* Extrait du document *

Terreur quotidienne 

Les agressions se multiplient. Un jour, en mai 2021, il tente de la poignarder avec un couteau dans sa voiture. « Il me menace. Il me dit que si je le quitte ou si je vais à la police, il me tuera et me défigurera. Je commence à vivre dans l’ombre. J’ai peur. Je camoufle mes blessures avec de faux prétextes. » 

Malgré tout, elle reste. Par peur. Par résignation. Par naïveté : celle de croire qu’il changera. En août 2021, elle emménage avec lui, espérant éviter d’éveiller les soupçons de ses parents sur le fait qu’elle est une femme battue. 

Sabrina affirme qu’il la filme à son insu pendant leurs relations intimes. Lorsqu’elle lui demande de supprimer les images, il la culpabilise : « Ler mo dir li ‘delete’ sa, li dir mwa ‘to pa fer mwa konfians, to mefie mwa’. Mo telman per li ki mo pa kapav fer nanie. » 

Quelque temps après, il lui montre ces vidéos, sans jamais apparaître lui-même à l’image. Puis il la menace : « Si to al lapolis e si to kit mwa, mo larg to video lor rezo sosio. » Les fichiers sont conservés sur plusieurs clés USB, cachées. À cela s’ajoutent les insultes, les agressions, et même une cigarette écrasée sur sa peau. 

Une grossesse sous les coups 

Sabrina tombe enceinte. Commence alors un nouveau scénario de violence : son concubin lui reproche que l’enfant n’est pas de lui. Il l’accuse d’infidélité, l’emmène chez un gynécologue pour s’informer sur un futur test ADN : « Zot dir li kan li fini ne ki fer test ADN. »

Épuisée, à bout et n’arrivant plus à supporter les coups, elle retourne chez ses parents à six mois et demi de grossesse. En février 2024, elle accouche. Mais l’enfer continue. Il revient, rôde et la menace par téléphone. En juin 2024, il vient sous prétexte de voir l’enfant. Il n’hésite pas à frapper Sabrina sous les yeux de sa mère. 

Lorsque sa mère intervient, il l’agresse également. Sabrina se rend à l’hôpital pour des soins puis dépose une plainte pour violence domestique au poste de police de Plaine-Verte. Mais son concubin n’est pas arrêté.

Le 16 février 2025, un nouvel épisode tragique. Prétextant vouloir fêter l’anniversaire du bébé, il propose une sortie avec l’enfant. Sabrina accepte, à condition toutefois qu’il le lui ramène plus tard. Mais c’est un piège.

* Consignes de travail *
1) Relevez, dans leur ordre d'apparition, toutes les dates mentionnées dans l'extrait sur les violences subies par Sabrina.
2) Veuillez rédiger la suite de l'extrait sur les violences subies par Sabrina, en partant de sa dernière phrase.

* Informations fournies *
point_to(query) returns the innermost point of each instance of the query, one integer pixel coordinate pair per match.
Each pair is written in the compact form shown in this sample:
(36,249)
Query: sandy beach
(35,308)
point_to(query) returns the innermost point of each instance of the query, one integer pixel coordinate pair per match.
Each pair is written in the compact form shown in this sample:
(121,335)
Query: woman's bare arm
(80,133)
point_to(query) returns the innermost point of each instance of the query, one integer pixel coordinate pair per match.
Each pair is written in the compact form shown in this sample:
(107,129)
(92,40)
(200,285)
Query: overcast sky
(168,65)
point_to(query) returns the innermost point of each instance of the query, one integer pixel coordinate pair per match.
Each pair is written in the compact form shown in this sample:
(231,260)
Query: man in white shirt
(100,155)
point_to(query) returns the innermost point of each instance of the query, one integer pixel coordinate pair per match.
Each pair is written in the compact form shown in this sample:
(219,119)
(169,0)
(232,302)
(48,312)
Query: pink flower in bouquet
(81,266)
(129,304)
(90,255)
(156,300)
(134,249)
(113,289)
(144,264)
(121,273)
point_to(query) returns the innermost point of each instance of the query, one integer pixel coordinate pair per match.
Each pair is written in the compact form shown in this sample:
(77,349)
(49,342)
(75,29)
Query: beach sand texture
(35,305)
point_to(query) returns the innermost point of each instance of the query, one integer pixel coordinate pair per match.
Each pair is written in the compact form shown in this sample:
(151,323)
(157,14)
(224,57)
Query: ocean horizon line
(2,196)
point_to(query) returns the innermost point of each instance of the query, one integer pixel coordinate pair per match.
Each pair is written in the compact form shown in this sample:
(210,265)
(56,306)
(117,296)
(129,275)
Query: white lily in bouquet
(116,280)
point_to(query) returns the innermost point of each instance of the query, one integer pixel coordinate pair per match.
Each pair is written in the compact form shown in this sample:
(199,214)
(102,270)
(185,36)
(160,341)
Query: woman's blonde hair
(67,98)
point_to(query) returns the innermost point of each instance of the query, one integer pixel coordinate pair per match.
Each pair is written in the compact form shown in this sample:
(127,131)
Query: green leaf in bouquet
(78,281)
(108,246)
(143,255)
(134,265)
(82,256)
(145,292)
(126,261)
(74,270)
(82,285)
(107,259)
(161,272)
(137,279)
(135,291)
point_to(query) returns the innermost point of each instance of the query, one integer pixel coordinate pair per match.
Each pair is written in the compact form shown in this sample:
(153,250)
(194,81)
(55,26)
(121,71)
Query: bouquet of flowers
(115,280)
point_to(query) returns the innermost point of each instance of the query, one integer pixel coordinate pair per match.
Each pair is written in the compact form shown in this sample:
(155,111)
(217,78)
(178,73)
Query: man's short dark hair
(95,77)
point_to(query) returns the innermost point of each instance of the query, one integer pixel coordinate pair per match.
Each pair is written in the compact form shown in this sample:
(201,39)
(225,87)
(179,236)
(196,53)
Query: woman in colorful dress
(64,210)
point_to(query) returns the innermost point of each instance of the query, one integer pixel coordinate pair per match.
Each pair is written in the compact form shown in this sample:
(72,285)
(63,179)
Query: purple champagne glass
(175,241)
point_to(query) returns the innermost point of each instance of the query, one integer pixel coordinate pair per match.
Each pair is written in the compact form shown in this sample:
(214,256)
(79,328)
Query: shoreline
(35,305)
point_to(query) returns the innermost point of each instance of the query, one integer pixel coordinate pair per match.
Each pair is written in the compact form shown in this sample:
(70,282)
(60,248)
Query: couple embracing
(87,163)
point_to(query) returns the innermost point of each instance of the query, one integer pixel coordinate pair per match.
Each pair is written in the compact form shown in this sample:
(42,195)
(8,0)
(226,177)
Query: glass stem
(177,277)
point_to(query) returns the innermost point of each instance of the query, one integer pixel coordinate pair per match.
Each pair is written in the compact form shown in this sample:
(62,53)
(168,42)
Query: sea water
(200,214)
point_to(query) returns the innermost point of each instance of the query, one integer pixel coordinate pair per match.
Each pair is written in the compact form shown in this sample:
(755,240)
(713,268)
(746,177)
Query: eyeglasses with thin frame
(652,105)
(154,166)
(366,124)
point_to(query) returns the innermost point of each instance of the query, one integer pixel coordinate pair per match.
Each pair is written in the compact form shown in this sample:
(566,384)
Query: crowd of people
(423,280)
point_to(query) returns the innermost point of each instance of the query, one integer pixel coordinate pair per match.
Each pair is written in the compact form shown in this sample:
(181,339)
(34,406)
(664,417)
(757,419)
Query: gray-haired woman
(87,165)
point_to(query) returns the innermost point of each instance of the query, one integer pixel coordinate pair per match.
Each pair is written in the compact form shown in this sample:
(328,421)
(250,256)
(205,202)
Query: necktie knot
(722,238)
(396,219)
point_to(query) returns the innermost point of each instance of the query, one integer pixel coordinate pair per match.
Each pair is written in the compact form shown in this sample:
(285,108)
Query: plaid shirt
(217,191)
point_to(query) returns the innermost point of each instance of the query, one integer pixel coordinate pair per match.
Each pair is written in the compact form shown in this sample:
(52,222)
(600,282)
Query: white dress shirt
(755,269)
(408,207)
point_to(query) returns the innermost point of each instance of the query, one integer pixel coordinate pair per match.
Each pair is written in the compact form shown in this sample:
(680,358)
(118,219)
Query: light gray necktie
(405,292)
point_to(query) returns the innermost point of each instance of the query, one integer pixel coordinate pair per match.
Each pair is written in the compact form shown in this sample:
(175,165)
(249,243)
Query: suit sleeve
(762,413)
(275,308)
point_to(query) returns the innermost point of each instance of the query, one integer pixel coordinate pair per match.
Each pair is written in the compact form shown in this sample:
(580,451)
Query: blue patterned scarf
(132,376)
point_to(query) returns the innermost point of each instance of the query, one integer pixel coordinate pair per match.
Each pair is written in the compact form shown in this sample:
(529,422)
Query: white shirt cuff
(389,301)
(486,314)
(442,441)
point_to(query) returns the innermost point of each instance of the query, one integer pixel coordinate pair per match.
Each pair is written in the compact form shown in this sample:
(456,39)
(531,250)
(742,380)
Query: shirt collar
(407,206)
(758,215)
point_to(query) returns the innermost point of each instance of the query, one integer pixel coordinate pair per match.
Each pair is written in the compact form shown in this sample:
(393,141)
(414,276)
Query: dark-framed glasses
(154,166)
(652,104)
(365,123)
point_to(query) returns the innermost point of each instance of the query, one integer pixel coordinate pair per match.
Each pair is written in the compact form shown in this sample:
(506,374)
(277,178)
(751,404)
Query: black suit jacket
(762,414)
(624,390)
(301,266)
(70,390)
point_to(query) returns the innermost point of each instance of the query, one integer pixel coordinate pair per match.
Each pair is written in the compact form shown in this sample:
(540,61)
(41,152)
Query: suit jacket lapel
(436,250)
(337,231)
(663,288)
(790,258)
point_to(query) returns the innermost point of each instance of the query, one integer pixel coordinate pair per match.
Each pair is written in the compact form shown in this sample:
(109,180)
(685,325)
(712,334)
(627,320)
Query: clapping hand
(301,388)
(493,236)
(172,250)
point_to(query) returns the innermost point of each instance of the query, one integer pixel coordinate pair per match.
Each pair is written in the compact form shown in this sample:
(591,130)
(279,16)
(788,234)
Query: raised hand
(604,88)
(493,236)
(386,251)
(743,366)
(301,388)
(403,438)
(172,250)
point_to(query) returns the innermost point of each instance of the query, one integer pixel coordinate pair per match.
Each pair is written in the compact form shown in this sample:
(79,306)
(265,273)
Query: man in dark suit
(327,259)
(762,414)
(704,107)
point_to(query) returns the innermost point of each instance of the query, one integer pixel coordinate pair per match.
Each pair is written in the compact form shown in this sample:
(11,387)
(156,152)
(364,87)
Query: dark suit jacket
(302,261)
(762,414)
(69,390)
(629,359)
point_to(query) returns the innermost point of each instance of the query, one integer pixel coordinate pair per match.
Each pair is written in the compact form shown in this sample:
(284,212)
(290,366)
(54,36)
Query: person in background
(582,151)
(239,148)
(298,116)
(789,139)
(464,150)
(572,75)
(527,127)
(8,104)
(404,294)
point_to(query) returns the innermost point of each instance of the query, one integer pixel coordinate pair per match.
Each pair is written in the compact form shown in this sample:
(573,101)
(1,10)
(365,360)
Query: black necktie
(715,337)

* Ensemble des réponses *
1) mai 2021 ; août 2021 ; février 2024 ; juin 2024 ; 16 février 2025

2)
Dans la soirée, lorsqu’il ramène le bébé, il demande à Sabrina de descendre pour le récupérer. Là, il la force à monter dans sa voiture, lui remet l’enfant, puis la tabasse violemment. « Mo ti pe tini mo baba dan mo lame ek li finn koumans bat mwa bien mem dan loto. Apre linn dir mwa desann ale. »

Souffrance psychologique 

Blessée, elle est conduite à l’hôpital. Le lendemain, elle dépose une plainte. Il est arrêté sous une accusation provisoire de violence domestique, puis aussitôt libéré sous caution. Ce n’est qu’en février 2025 qu’un premier Protection Order est émis – pour trois mois. Mais les menaces persistent. Il continue à la harceler. Il la suit, la surveille, lui envoie des messages vulgaires et menace de diffuser des photos. 

Le 7 juillet 2025, elle dépose une nouvelle plainte contre lui pour non-respect d’une ordonnance de protection. Il est par la police le même jour et libéré sous caution. Pendant la période du 23 mars au 16 mai 2025, il lui a envoyé des messages obscènes et menaçants. Des mots qui ont profondément affecté Sabrina. Elle est d’ailleurs désormais suivie psychologiquement, prise en charge par le ministère de l’Égalité des genres et du Bien-être de la famille. 

Le 9 juillet, elle obtient enfin une Protection Order de deux ans. Le même jour, une vidéo intime est publiée sur les réseaux sociaux. Une vengeance. Une humiliation supplémentaire. Il l’accuse d’en être l’auteure, comme pour inverser les rôles.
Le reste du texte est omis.